SUPPLIED TEXT:
+--

A Blog by Dauphine Press

Wedding Invitation Wording Guidelines {Part Two, Modern}

We’re  back with our next post in our Wedding Invitation Wording Guidelines! It is very important to finalize the wording on your wedding invitations before you have us begin the design process. It’s going to be in print and will be something that you will keep always, so it is best to focus on the wording alone as your first step in the process. Plus, getting this tough task out of the way means that the design process can be all about making it look good and complement your wedding decor!

As we noted in our last post, we’ve broken it down to four main sections: the invitation line, the couple, time + place and additional details.

INVITATION LINE – MODERN
In our first post of this series we covered traditional wording and the common rules of etiquette for the Invitation Line when your parents are hosting {paying for} the wedding. For today’s post, we will be covering a modern interpretation of the Invitation Line. More and more we see brides and grooms hosting their own wedding and excluding the tradition of having their parents listed on the invitation.

+--

Collected data entries:
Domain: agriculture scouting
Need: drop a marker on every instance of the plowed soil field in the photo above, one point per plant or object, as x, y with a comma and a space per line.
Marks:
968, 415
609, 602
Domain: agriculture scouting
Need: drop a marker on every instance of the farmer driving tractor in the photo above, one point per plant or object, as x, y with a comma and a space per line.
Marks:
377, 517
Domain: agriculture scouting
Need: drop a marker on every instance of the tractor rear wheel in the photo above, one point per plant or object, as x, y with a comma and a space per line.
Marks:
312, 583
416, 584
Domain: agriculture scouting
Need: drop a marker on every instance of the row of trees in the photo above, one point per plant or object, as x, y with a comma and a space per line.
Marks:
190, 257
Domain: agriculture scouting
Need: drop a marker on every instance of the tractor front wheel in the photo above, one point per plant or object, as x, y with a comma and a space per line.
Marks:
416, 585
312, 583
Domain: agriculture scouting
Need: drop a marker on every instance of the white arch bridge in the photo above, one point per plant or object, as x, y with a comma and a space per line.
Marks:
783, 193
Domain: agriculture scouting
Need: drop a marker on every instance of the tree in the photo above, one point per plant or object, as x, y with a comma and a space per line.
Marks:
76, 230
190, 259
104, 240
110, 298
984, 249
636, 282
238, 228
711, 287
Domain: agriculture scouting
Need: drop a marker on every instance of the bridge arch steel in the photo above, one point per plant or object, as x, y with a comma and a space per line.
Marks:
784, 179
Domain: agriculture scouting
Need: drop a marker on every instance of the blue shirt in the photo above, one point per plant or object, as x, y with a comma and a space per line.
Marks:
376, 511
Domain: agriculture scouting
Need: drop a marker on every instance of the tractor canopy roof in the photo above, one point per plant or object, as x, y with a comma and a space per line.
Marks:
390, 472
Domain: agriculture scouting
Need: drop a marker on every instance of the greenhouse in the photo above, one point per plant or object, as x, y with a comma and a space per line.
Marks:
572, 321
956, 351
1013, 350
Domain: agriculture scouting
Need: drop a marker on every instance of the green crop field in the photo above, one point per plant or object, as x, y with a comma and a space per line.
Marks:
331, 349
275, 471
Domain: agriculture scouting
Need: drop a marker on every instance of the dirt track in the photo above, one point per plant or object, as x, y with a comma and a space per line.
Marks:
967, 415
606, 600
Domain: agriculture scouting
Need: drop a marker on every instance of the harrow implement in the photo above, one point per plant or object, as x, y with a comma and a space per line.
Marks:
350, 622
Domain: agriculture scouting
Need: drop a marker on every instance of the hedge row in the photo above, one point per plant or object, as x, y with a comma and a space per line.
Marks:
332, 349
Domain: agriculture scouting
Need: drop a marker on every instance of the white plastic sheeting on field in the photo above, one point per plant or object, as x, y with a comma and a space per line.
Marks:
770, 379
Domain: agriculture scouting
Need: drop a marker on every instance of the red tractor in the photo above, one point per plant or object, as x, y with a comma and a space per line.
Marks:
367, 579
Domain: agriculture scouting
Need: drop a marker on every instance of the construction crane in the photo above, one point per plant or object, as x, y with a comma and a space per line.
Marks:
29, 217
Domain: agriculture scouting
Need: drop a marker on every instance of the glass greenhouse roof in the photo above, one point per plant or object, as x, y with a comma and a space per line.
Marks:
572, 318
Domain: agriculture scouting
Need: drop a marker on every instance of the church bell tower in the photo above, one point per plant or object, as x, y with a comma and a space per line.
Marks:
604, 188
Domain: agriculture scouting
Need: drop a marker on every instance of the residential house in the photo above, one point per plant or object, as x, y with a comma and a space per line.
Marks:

+--

STATED EXERCISE 1:
Edit the wedding invitation text starting at "INVITATION LINE –" and ending at "on the invitation.", and replace "parents" with "families" throughout that span.
STATED EXERCISE 2:
Pull out every line of the listing that contains the string "field".
The wedding invitation text and the listing are unrelated to each other.

TASK ANSWER 1:
INVITATION LINE – MODERN
In our first post of this series we covered traditional wording and the common rules of etiquette for the Invitation Line when your families are hosting {paying for} the wedding. For today’s post, we will be covering a modern interpretation of the Invitation Line. More and more we see brides and grooms hosting their own wedding and excluding the tradition of having their families listed on the invitation.

TASK ANSWER 2:
Need: drop a marker on every instance of the plowed soil field in the photo above, one point per plant or object, as x, y with a comma and a space per line.
Need: drop a marker on every instance of the green crop field in the photo above, one point per plant or object, as x, y with a comma and a space per line.
Need: drop a marker on every instance of the white plastic sheeting on field in the photo above, one point per plant or object, as x, y with a comma and a space per line.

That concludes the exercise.